LIST OF TASKS:
- A) According to the report on preventable heart disease and stroke deaths, by how much did the rate of avoidable cardiovascular deaths fall from 2001 to 2010?
- B) Reproduce word for word the part of the report on preventable heart disease and stroke deaths starting with "However, researchers found" and going on through "address the problem.".

SELECTED TEXT:

★ ★ ★ ★

At least 200,000 deaths due to heart disease and stroke can be prevented each year by quitting smoking, controlling blood pressure and cholesterol, and taking aspirin when recommended by a physician, according to the U.S. Centers for Disease Control and Prevention.
In a study published Tuesday in the CDC's Morbidity and Mortality Weekly Report, researchers found that the rate of avoidable deaths from cardiovascular disease had dropped 29% from 2001 to 2010.
However, researchers found the pattern of decline differed by age, race and state of residence. They concluded that more could be done to address the problem.
"These findings are really striking. We're talking about hundreds of thousands of deaths that don't have to happen," CDC Director Dr. Tom Frieden said at a press briefing Tuesday. "It's possible for us to make rapid and substantial progress in reducing these deaths."

★ ★ ★ ★

INFORMATION SHOWN:
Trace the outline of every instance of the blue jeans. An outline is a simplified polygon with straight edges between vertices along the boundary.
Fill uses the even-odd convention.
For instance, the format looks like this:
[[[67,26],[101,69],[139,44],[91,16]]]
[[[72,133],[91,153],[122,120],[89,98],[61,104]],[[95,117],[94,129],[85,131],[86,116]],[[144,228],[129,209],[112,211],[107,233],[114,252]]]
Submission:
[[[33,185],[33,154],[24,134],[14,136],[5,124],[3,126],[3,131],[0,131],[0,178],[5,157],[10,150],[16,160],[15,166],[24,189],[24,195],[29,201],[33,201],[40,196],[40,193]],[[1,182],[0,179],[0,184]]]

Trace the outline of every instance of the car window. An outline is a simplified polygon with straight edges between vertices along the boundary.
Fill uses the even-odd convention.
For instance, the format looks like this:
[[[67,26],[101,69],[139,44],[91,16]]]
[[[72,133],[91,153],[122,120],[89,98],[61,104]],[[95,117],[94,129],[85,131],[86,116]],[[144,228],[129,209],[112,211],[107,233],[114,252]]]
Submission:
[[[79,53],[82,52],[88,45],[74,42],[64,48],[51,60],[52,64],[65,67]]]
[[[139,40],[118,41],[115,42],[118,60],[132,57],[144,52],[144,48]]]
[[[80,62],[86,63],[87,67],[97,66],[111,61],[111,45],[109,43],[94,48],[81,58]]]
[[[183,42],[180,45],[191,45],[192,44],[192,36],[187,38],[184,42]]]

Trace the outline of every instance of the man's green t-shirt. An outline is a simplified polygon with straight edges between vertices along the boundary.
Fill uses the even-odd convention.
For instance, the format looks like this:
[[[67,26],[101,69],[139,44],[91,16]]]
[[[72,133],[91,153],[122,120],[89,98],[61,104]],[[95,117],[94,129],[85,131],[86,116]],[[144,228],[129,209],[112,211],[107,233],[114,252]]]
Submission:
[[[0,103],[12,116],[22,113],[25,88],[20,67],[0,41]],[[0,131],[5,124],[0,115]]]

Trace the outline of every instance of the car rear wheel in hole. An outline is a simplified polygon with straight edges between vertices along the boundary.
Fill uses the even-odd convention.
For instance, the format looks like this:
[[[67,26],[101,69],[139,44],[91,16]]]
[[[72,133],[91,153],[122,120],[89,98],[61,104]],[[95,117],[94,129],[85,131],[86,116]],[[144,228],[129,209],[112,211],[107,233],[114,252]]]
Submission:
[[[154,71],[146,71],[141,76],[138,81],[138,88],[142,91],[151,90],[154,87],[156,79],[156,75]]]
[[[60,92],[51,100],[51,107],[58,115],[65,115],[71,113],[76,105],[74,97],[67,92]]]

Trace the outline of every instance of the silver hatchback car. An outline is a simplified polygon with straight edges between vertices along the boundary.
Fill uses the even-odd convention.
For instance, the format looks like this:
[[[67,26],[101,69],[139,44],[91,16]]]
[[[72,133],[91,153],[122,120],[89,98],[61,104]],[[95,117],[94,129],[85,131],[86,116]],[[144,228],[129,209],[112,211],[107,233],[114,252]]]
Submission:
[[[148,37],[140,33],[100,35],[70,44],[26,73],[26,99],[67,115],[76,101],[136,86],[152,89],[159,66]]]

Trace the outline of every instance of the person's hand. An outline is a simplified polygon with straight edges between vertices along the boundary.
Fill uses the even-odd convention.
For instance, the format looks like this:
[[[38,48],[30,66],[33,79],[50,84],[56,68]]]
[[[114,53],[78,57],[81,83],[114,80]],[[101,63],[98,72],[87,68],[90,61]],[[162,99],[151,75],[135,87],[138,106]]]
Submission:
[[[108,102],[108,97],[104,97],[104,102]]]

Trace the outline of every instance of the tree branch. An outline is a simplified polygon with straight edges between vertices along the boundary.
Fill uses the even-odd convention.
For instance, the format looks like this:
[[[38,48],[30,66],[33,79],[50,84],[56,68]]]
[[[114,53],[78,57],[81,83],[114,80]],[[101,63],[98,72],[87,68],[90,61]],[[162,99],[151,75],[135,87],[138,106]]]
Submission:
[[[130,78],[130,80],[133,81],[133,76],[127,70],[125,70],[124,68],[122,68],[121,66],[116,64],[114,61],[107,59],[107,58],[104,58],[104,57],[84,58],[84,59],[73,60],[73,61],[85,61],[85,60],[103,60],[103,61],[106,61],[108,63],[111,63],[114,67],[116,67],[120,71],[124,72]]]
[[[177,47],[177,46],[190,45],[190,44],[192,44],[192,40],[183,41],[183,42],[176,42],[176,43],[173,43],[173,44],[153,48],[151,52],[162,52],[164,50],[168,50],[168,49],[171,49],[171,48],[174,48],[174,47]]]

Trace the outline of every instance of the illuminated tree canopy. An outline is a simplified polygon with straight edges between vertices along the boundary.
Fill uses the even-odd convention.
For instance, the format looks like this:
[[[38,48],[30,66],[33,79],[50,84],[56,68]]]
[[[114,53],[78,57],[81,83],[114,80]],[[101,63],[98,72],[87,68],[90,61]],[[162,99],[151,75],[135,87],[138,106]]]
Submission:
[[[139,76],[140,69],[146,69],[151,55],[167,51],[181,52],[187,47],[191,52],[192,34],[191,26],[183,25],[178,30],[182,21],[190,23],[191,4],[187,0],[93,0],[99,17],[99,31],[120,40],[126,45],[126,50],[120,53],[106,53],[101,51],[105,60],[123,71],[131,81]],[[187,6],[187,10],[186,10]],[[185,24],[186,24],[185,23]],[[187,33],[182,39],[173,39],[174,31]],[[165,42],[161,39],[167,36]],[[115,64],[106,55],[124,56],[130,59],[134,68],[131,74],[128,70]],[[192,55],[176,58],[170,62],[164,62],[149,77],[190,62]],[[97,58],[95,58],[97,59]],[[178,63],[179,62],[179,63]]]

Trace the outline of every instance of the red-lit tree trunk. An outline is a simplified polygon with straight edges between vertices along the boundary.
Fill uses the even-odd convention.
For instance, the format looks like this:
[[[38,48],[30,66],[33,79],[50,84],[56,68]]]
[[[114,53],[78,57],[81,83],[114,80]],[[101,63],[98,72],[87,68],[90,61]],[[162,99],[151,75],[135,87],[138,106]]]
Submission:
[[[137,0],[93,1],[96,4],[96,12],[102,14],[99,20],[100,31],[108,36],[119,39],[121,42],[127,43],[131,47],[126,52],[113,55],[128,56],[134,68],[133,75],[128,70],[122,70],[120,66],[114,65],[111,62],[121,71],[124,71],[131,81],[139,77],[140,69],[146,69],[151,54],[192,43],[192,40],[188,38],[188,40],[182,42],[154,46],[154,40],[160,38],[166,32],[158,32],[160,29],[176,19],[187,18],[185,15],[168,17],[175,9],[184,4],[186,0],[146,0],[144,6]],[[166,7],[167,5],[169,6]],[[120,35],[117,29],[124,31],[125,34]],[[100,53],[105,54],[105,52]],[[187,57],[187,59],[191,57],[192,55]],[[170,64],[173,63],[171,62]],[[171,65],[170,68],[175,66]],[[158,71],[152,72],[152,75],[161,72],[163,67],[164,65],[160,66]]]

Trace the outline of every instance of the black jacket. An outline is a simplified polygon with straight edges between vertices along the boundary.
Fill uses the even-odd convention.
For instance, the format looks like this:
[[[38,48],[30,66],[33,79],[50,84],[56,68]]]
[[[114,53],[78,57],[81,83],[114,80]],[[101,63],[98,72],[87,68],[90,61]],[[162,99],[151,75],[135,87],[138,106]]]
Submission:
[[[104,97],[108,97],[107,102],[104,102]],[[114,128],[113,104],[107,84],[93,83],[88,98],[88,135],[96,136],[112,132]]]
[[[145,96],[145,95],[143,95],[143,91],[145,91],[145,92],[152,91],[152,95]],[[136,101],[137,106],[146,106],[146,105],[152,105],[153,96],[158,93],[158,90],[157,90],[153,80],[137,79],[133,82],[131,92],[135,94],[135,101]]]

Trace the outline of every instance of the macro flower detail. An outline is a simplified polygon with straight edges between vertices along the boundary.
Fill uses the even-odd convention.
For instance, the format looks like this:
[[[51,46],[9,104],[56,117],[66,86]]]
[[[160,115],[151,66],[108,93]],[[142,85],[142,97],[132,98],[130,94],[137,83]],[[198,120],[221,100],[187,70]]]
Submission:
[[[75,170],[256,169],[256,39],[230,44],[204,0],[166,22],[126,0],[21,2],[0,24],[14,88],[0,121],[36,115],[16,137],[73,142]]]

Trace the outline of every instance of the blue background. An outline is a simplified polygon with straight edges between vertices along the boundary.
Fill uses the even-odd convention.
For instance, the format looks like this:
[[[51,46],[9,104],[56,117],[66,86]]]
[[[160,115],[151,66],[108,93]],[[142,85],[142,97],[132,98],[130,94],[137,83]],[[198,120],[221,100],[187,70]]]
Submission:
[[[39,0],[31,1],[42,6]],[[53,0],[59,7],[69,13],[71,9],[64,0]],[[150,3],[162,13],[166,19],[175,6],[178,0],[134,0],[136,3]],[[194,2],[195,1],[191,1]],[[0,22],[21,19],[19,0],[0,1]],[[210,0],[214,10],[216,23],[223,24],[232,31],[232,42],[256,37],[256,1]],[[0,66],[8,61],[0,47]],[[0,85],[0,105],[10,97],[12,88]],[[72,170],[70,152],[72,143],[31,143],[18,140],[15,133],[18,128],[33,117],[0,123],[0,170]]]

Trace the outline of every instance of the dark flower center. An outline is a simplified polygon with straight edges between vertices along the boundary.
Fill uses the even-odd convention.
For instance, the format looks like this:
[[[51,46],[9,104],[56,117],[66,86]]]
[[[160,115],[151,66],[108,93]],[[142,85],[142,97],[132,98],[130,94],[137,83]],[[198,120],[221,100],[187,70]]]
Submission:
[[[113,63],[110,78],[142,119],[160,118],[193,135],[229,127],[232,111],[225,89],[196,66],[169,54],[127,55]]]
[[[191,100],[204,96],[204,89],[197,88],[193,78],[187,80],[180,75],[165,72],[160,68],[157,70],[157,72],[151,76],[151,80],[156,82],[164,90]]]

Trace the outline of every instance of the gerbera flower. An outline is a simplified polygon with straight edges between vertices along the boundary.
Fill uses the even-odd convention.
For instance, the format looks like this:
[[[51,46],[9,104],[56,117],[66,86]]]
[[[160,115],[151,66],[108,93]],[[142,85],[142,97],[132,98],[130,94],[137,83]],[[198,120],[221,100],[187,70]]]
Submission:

★ ★ ★ ★

SOLUTIONS BY TASK:
- A) It dropped 29%.

- B)
However, researchers found the pattern of decline differed by age, race and state of residence. They concluded that more could be done to address the problem.